Problem description:
The required output is the exact sequence of lines from the line holding "Expected: for each instance of the grass" to the end of the records, inclusive.

Dataset records about object locations:
* * * * *

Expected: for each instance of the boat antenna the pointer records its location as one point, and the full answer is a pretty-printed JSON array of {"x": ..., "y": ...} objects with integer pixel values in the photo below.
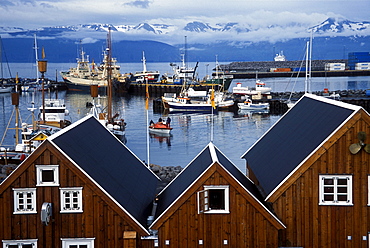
[
  {"x": 147, "y": 120},
  {"x": 213, "y": 107},
  {"x": 36, "y": 57},
  {"x": 310, "y": 67},
  {"x": 109, "y": 75}
]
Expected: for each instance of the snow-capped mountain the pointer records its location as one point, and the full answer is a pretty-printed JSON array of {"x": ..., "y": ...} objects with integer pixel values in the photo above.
[
  {"x": 233, "y": 41},
  {"x": 330, "y": 26}
]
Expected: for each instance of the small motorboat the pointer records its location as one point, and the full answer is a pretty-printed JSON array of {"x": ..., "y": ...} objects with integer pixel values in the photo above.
[
  {"x": 160, "y": 128},
  {"x": 248, "y": 104}
]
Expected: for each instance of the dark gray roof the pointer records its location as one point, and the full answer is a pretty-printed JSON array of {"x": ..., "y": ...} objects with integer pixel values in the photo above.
[
  {"x": 207, "y": 157},
  {"x": 294, "y": 137},
  {"x": 110, "y": 164}
]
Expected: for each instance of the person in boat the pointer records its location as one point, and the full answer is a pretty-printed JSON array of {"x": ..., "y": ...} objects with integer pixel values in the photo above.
[{"x": 168, "y": 121}]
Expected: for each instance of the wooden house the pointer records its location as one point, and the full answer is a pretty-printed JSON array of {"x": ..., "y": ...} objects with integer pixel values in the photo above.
[
  {"x": 211, "y": 203},
  {"x": 313, "y": 166},
  {"x": 81, "y": 188}
]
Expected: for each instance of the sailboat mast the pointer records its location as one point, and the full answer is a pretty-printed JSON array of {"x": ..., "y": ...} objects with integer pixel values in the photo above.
[
  {"x": 36, "y": 57},
  {"x": 109, "y": 75},
  {"x": 144, "y": 63},
  {"x": 307, "y": 71},
  {"x": 310, "y": 67}
]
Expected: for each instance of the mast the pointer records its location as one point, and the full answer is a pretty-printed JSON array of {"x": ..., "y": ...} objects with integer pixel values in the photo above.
[
  {"x": 36, "y": 57},
  {"x": 310, "y": 66},
  {"x": 144, "y": 63},
  {"x": 109, "y": 75},
  {"x": 307, "y": 71}
]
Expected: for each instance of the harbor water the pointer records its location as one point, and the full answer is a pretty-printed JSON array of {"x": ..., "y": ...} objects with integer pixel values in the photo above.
[{"x": 232, "y": 132}]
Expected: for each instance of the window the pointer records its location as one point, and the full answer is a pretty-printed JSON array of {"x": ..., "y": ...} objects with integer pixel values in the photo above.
[
  {"x": 214, "y": 199},
  {"x": 28, "y": 243},
  {"x": 335, "y": 190},
  {"x": 71, "y": 200},
  {"x": 25, "y": 201},
  {"x": 47, "y": 175},
  {"x": 78, "y": 243}
]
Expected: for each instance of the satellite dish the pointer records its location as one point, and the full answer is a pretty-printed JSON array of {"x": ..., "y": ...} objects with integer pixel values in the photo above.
[
  {"x": 356, "y": 147},
  {"x": 46, "y": 213}
]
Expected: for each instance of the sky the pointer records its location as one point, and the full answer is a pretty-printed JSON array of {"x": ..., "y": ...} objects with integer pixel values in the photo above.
[{"x": 261, "y": 14}]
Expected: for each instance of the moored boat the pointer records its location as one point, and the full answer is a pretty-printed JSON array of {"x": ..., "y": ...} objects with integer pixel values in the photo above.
[
  {"x": 85, "y": 74},
  {"x": 191, "y": 100},
  {"x": 160, "y": 127},
  {"x": 260, "y": 88},
  {"x": 248, "y": 104},
  {"x": 4, "y": 89},
  {"x": 111, "y": 122},
  {"x": 145, "y": 75}
]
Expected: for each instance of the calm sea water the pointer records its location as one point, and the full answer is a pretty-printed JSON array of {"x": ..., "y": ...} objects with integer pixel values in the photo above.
[{"x": 233, "y": 133}]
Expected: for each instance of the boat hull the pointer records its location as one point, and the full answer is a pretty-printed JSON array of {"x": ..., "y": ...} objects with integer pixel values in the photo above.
[
  {"x": 226, "y": 82},
  {"x": 259, "y": 106},
  {"x": 201, "y": 107},
  {"x": 160, "y": 130}
]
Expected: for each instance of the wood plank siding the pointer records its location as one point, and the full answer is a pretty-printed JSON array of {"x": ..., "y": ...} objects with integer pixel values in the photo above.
[
  {"x": 296, "y": 202},
  {"x": 101, "y": 218},
  {"x": 244, "y": 226}
]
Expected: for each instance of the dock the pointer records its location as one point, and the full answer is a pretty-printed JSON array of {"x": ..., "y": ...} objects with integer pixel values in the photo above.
[{"x": 265, "y": 69}]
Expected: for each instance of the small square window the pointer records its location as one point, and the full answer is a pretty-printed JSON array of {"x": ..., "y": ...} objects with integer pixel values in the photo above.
[
  {"x": 78, "y": 243},
  {"x": 25, "y": 201},
  {"x": 47, "y": 175},
  {"x": 214, "y": 199},
  {"x": 26, "y": 243},
  {"x": 335, "y": 190},
  {"x": 71, "y": 200}
]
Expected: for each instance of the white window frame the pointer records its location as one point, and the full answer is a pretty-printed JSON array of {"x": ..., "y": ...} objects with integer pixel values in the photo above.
[
  {"x": 335, "y": 192},
  {"x": 20, "y": 243},
  {"x": 63, "y": 198},
  {"x": 17, "y": 199},
  {"x": 203, "y": 200},
  {"x": 66, "y": 242},
  {"x": 54, "y": 168}
]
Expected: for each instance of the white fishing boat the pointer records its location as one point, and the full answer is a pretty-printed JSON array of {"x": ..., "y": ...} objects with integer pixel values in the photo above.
[
  {"x": 145, "y": 75},
  {"x": 160, "y": 127},
  {"x": 4, "y": 89},
  {"x": 248, "y": 104},
  {"x": 191, "y": 100},
  {"x": 260, "y": 88},
  {"x": 80, "y": 78},
  {"x": 105, "y": 115},
  {"x": 181, "y": 74}
]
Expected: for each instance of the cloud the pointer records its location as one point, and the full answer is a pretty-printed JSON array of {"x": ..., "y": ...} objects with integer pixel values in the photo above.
[{"x": 139, "y": 4}]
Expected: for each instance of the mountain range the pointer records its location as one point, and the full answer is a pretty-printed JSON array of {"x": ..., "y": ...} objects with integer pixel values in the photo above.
[{"x": 333, "y": 39}]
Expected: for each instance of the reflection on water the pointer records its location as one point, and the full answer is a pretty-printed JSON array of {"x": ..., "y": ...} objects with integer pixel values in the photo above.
[{"x": 162, "y": 139}]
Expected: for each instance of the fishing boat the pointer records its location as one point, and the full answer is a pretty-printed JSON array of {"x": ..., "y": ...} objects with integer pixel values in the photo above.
[
  {"x": 145, "y": 75},
  {"x": 160, "y": 127},
  {"x": 220, "y": 78},
  {"x": 181, "y": 74},
  {"x": 248, "y": 104},
  {"x": 260, "y": 88},
  {"x": 80, "y": 78},
  {"x": 111, "y": 122},
  {"x": 4, "y": 89},
  {"x": 190, "y": 100},
  {"x": 12, "y": 155}
]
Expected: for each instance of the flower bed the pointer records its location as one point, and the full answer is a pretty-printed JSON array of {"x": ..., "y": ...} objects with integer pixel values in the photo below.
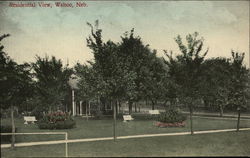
[
  {"x": 171, "y": 118},
  {"x": 56, "y": 120},
  {"x": 177, "y": 124}
]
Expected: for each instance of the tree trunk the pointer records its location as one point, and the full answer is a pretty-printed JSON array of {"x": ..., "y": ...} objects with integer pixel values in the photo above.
[
  {"x": 114, "y": 121},
  {"x": 221, "y": 111},
  {"x": 13, "y": 127},
  {"x": 191, "y": 119},
  {"x": 116, "y": 106},
  {"x": 238, "y": 122},
  {"x": 119, "y": 102},
  {"x": 135, "y": 107},
  {"x": 130, "y": 105},
  {"x": 153, "y": 105}
]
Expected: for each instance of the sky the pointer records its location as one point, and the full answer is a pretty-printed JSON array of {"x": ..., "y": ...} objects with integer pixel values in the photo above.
[{"x": 62, "y": 32}]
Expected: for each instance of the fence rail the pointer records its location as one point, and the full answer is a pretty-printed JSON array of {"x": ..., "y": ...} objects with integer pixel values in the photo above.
[{"x": 44, "y": 133}]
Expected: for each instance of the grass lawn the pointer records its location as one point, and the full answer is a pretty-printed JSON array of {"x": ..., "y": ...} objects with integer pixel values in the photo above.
[
  {"x": 214, "y": 144},
  {"x": 104, "y": 128}
]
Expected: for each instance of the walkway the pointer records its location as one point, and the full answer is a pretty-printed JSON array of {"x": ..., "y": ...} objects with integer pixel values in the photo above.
[{"x": 120, "y": 137}]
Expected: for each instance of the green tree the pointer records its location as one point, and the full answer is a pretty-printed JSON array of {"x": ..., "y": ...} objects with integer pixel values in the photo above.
[
  {"x": 51, "y": 81},
  {"x": 15, "y": 82},
  {"x": 188, "y": 72},
  {"x": 239, "y": 83},
  {"x": 215, "y": 88}
]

* * * * *

Solution to this task:
Expected: for each instance of the grass lawn the pointer records its location as one point, and the full answer is a pretty-printed JSON array of {"x": ..., "y": ...} objects with integer pixel values in the photo above.
[
  {"x": 214, "y": 144},
  {"x": 104, "y": 128}
]
Expected: for each instance of the walkway the pointer records its location as one point, and the full answer is a pretty-printed JSON array of {"x": ..., "y": ...} objects with integer pixel values in the photo above.
[{"x": 120, "y": 137}]
Expected: for each instance of the green tree the pointer records its location as one point, and the full answer is a pretty-printed JSON array of {"x": ..., "y": ...} objects with integer pixel values in the photo above.
[
  {"x": 51, "y": 81},
  {"x": 15, "y": 82},
  {"x": 188, "y": 72},
  {"x": 239, "y": 83},
  {"x": 215, "y": 88}
]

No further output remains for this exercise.